# TEXTE À LIRE
Gastronomie durable 2 minutes 06 janvier 2021

Pour une gastronomie durable : Yoann Conte

Le Guide MICHELIN met en avant les chefs engagés au quotidien pour une gastronomie plus durable. Aujourd'hui, nous relayons la parole de Yoann Conte, chef du restaurant Yoann Conte, sur le lac d'Annecy.

Ce ne sont pas seulement les deux confinements qui ont poussé Yoann Conte à revoir son offre de restauration, mais ils ont accéléré les choses et permettent aujourd’hui au chef d’être en accord avec lui-même, avec passion et pas avec raison. Yoann Conte a décidé d’être heureux, de se réinventer pour continuer à "faire du manger", comme il aime à le dire. L’état de la planète, la quête perpétuelle de l’excellence, le diktat des demandes particulières et parfois farfelues, l’excessivité n’ont plus de sens pour ce chef qui a pris conscience que tout allait trop vite et qu’il était au cœur d’un tourbillon dans lequel il avait pour habitude de tout accepter : "Il faut revenir à une philosophie du manger plus douce, plus lente, plus en phase avec le jardin, la nature, les éleveurs, les producteurs."

Ormeaux Haliotis de Sylvain Huchette, Bouillon d'une Barigoule ©Stéphane Riss
Ormeaux Haliotis de Sylvain Huchette, Bouillon d'une Barigoule ©Stéphane Riss

Yoann Conte veut désormais se faire plaisir, donner du plaisir "pourquoi pas avec un simple plat de féra et de pommes de terre dans une réinterprétation du hareng pommes à l’huile." Et s’il faut aller discuter en salle avec quelqu’un qui s’interrogerait sur ce plat dans une maison de ce standing, il ira à sa rencontre parce qu’aujourd’hui, "le bien manger passe par la pédagogie et par le civisme." Il l’avoue, il s’est peut être égaré par le passé mais désormais, cette nouvelle construction culinaire lui a fait retrouver la joie, la vie, le plaisir du partage avec ses équipes, ses clients, ses fournisseurs.

La Pasnaille dans tous ses états ©Stéphane Riss
La Pasnaille dans tous ses états ©Stéphane Riss

Ce retour à un rythme plus lent lui laisse du temps pour étudier son jardin, d’admirer son champ d’oseille qui a résisté aux premières neiges comme ses menthes et ses kiwis. Il lit, se renseigne, étudie pour mieux comprendre l’emplacement de chaque variété, pour réaliser des composts d’herbes, pour faire la chasse aux pucerons. Pour autant, Yoann Conte ne renie pas ce qu’il a été : "c’était une partie de ma vie, de ma construction personnelle. Aujourd’hui, j’aspire à toujours travailler dans l’excellence mais sans tomber dans l’excès, c’est ma thérapie."

Restaurant Yoann Conte ©Anthony Cottarel
Restaurant Yoann Conte ©Anthony Cottarel

Vous répétez régulièrement que la restauration a été trop longtemps dans l’excès. Qu’entendez-vous par là ?

# DONNÉES DE LA LISTE
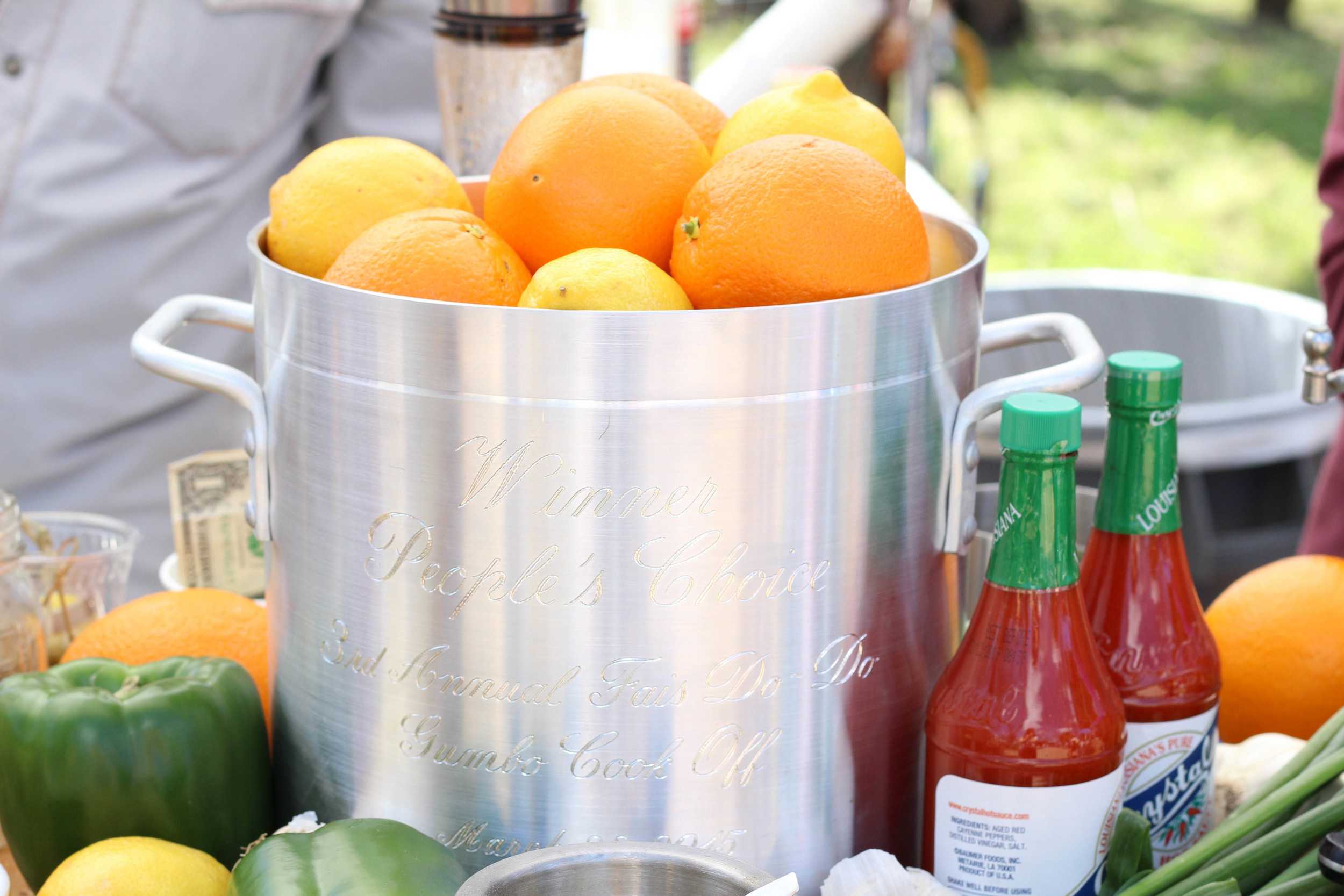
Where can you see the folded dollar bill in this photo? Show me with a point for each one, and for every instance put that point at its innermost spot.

# TÂCHE DEMANDÉE
Selon le texte à lire, où se trouve le restaurant de Yoann Conte ?

# RÉPONSE CORRECTE
Sur le lac d'Annecy.